start Extracted material

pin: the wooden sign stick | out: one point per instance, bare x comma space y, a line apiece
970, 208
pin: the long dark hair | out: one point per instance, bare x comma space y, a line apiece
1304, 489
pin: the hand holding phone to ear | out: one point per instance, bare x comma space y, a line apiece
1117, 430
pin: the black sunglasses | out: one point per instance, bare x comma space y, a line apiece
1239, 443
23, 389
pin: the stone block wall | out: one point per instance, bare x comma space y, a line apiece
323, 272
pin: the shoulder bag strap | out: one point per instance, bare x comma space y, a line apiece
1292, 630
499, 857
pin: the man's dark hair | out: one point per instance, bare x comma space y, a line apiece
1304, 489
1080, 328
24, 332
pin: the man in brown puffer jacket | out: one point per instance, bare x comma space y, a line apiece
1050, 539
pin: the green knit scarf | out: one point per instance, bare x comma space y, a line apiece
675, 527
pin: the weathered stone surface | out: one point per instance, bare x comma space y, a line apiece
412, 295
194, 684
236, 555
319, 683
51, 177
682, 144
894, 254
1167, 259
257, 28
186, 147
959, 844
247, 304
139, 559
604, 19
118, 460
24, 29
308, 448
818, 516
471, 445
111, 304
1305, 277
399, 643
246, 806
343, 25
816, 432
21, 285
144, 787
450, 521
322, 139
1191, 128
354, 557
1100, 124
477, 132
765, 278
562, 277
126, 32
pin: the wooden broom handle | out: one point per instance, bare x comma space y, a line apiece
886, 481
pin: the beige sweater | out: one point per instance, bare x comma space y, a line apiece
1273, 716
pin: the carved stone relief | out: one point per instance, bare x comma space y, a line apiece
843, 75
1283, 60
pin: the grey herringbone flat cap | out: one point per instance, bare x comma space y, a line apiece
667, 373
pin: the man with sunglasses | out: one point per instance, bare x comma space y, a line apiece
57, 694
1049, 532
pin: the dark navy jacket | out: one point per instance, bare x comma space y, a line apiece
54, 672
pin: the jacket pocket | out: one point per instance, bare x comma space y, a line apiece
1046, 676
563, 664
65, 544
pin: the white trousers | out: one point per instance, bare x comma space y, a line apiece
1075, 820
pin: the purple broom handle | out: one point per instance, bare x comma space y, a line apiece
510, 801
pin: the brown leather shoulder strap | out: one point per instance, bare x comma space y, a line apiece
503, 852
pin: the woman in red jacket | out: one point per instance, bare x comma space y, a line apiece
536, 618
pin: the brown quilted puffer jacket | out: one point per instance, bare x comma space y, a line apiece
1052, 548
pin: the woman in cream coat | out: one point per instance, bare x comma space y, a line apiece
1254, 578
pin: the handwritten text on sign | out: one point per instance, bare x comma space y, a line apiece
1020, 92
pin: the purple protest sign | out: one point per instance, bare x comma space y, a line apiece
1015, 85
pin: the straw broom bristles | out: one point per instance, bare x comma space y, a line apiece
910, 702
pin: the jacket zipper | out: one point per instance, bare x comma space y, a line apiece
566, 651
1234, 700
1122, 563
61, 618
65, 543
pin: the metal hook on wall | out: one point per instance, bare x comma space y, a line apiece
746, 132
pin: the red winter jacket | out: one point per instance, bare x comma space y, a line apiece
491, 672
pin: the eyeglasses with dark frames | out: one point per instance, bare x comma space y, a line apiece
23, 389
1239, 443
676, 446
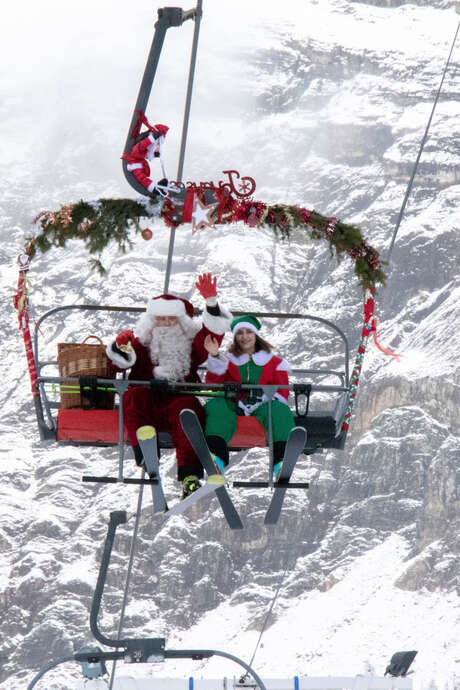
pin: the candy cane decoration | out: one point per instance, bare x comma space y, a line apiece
21, 303
370, 326
369, 306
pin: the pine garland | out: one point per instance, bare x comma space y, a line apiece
99, 223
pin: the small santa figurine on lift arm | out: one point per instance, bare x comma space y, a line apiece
143, 152
168, 343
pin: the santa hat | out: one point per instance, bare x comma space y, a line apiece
160, 129
247, 321
170, 305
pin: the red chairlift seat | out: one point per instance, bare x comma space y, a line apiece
101, 427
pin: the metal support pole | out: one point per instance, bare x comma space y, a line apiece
188, 101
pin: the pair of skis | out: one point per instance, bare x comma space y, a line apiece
294, 447
215, 482
146, 435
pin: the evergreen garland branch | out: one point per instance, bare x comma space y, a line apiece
99, 223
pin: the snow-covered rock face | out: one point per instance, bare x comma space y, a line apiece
325, 105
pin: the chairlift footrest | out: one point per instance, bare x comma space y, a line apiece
265, 485
116, 480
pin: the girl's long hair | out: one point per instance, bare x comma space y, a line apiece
261, 344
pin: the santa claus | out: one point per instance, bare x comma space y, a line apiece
168, 343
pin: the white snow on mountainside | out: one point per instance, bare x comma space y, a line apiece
325, 105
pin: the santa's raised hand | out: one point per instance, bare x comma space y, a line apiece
211, 345
206, 285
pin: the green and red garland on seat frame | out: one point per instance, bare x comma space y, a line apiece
99, 223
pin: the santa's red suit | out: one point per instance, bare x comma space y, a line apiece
166, 352
143, 152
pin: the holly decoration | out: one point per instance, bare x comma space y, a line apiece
99, 223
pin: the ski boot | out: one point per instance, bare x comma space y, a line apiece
277, 470
189, 485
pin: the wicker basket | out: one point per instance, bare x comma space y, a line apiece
85, 359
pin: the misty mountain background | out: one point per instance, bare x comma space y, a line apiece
325, 105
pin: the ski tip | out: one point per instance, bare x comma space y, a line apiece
216, 479
145, 432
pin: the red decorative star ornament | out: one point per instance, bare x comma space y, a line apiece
201, 215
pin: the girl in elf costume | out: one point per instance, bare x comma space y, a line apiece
249, 360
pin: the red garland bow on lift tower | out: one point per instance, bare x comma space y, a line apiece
21, 304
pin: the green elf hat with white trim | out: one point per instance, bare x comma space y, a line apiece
247, 321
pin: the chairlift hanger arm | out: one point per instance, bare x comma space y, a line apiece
144, 649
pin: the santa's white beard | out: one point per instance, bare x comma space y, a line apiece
170, 349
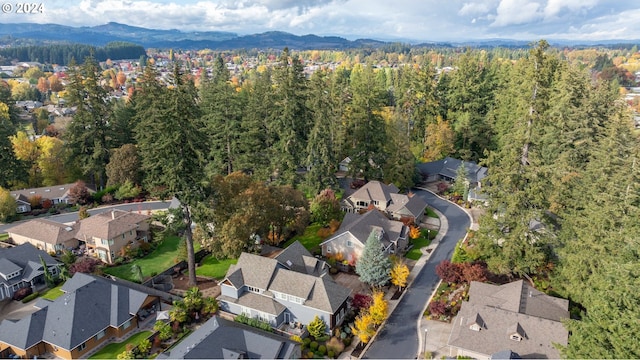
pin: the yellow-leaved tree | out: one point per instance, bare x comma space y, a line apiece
363, 327
379, 308
399, 274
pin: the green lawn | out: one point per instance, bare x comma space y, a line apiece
430, 213
214, 268
309, 239
53, 293
112, 350
419, 243
158, 261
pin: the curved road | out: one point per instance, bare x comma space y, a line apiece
73, 216
399, 337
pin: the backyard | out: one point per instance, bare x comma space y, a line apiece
163, 257
111, 351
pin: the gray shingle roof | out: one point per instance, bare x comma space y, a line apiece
222, 339
45, 230
506, 310
297, 258
109, 224
449, 166
26, 258
360, 226
89, 305
375, 190
265, 273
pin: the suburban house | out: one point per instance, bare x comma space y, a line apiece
45, 235
108, 233
20, 267
385, 198
57, 194
91, 311
348, 242
283, 293
513, 318
223, 339
447, 170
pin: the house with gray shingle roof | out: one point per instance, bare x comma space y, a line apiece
109, 232
514, 318
280, 293
44, 234
90, 312
20, 267
223, 339
385, 198
348, 242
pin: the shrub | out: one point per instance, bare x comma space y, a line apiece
22, 293
306, 342
335, 345
30, 297
322, 350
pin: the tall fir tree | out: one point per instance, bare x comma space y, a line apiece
173, 146
89, 135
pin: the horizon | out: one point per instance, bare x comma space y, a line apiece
406, 21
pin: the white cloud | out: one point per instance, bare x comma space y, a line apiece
516, 12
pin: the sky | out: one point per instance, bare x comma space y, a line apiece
405, 20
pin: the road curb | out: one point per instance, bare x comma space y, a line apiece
417, 268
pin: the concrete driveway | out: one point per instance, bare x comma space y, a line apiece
16, 310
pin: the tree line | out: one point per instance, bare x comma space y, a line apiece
62, 54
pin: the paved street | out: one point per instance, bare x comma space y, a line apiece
399, 337
73, 216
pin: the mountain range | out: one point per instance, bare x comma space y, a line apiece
38, 34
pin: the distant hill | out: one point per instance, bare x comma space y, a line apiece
152, 38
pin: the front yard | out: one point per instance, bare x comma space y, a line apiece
163, 257
111, 351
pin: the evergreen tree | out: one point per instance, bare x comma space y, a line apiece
321, 160
374, 266
221, 116
173, 147
89, 136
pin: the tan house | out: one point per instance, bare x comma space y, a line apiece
106, 234
44, 234
386, 198
91, 311
513, 319
348, 242
57, 194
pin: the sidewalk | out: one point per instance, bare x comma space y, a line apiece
426, 254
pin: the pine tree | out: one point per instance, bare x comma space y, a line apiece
221, 116
89, 135
374, 266
173, 147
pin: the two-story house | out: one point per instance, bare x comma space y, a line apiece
348, 242
283, 292
91, 311
21, 267
510, 319
387, 199
45, 235
108, 233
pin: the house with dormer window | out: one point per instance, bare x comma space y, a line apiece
292, 288
20, 267
514, 319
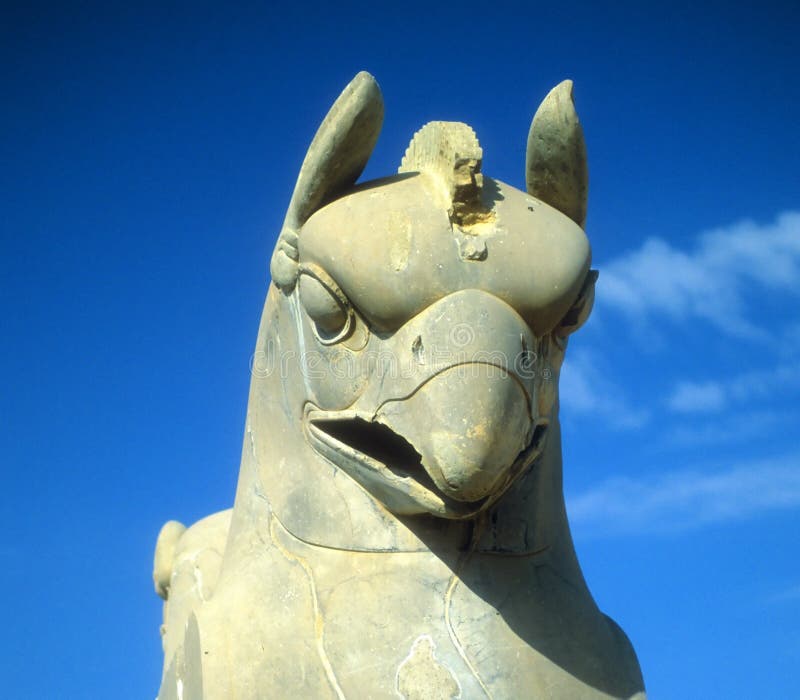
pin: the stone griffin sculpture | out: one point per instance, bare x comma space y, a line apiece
399, 527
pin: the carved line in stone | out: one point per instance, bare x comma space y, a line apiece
448, 599
319, 623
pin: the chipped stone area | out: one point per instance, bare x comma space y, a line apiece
422, 676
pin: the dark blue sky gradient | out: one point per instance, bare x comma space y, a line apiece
148, 155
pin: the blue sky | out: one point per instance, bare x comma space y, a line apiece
149, 153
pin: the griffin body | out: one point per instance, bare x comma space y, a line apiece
399, 526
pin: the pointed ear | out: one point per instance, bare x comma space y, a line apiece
334, 161
555, 169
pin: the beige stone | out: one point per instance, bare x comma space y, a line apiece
399, 527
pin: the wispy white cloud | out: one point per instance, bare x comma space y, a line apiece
752, 386
584, 389
684, 500
701, 397
734, 428
713, 281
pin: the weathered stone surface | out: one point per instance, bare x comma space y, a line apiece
399, 526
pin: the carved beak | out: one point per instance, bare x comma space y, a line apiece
445, 437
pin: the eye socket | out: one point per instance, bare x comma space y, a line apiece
325, 303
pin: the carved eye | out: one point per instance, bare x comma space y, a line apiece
326, 305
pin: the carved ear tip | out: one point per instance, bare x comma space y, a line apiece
365, 80
565, 88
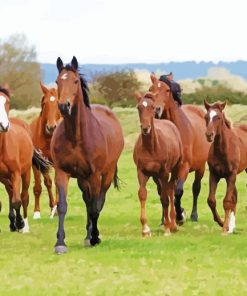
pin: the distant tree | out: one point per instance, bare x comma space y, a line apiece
116, 89
19, 69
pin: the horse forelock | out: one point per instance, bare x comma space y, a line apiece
4, 91
84, 85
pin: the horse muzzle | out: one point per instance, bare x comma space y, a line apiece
4, 128
65, 108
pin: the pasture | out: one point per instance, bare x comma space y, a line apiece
197, 260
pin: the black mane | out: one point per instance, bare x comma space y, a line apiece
84, 86
5, 91
174, 87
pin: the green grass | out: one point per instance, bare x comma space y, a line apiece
197, 260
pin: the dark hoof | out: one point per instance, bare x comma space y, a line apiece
60, 250
194, 217
20, 225
95, 241
12, 228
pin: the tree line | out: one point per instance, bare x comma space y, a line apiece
20, 70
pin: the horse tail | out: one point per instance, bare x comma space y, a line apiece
116, 180
40, 162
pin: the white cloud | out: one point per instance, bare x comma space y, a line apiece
113, 31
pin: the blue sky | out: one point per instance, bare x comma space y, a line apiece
108, 31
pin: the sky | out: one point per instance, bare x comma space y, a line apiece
129, 31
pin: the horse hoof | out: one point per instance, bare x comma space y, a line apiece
87, 242
194, 217
53, 212
146, 234
36, 215
60, 250
95, 241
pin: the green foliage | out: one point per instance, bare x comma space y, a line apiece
213, 94
115, 89
20, 71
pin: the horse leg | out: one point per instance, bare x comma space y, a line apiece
196, 188
165, 203
182, 176
142, 193
16, 199
229, 203
157, 182
37, 189
48, 184
213, 182
25, 198
61, 180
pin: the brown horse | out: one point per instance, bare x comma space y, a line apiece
86, 145
190, 122
42, 128
227, 158
157, 153
17, 155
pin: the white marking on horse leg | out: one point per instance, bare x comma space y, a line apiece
53, 212
36, 215
26, 226
3, 114
232, 223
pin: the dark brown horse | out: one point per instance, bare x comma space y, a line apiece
157, 153
42, 128
190, 122
86, 145
227, 158
16, 157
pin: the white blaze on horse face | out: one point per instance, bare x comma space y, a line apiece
64, 76
4, 121
145, 103
212, 114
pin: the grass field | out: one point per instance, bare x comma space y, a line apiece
197, 260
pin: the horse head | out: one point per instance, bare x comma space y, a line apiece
214, 119
50, 113
69, 82
162, 95
4, 109
145, 106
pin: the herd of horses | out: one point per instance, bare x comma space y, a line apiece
85, 141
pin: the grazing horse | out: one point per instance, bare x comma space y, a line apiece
16, 157
190, 122
42, 128
227, 158
86, 145
157, 153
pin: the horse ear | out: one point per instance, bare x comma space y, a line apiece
153, 78
206, 104
59, 64
138, 96
74, 63
43, 88
222, 106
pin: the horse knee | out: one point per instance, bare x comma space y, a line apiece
142, 193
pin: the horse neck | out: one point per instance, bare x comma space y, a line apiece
221, 139
76, 124
149, 142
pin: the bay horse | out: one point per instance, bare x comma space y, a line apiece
191, 124
227, 158
86, 145
17, 155
157, 153
42, 128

end Extracted material

◆ **Requirement**:
Give again, word for word, every line from the one holding "pin: the herd" to the end of the data.

◆ **Written response**:
pin: the herd of horses | out: one point per instance, bare x comma space y, a line apiece
85, 141
pin: the grazing horse | out: one point per instance, bare x comma space y, a line apiece
16, 157
190, 122
42, 128
227, 158
86, 145
157, 153
pin: the horse ear | out: one point per instance, bare x comma space y, a line apiece
153, 78
206, 104
59, 64
138, 96
74, 63
43, 88
222, 106
pin: the horse knee | out: one point per instance, bare x comma space y, a line apiece
142, 193
pin: the horse neck | out: one point per instance, bare x comma space y, a line apiece
221, 139
76, 124
149, 142
pin: the bay horse | out: one point per instance, bare x comma space y, a line apiece
191, 124
227, 158
86, 145
17, 155
157, 153
42, 128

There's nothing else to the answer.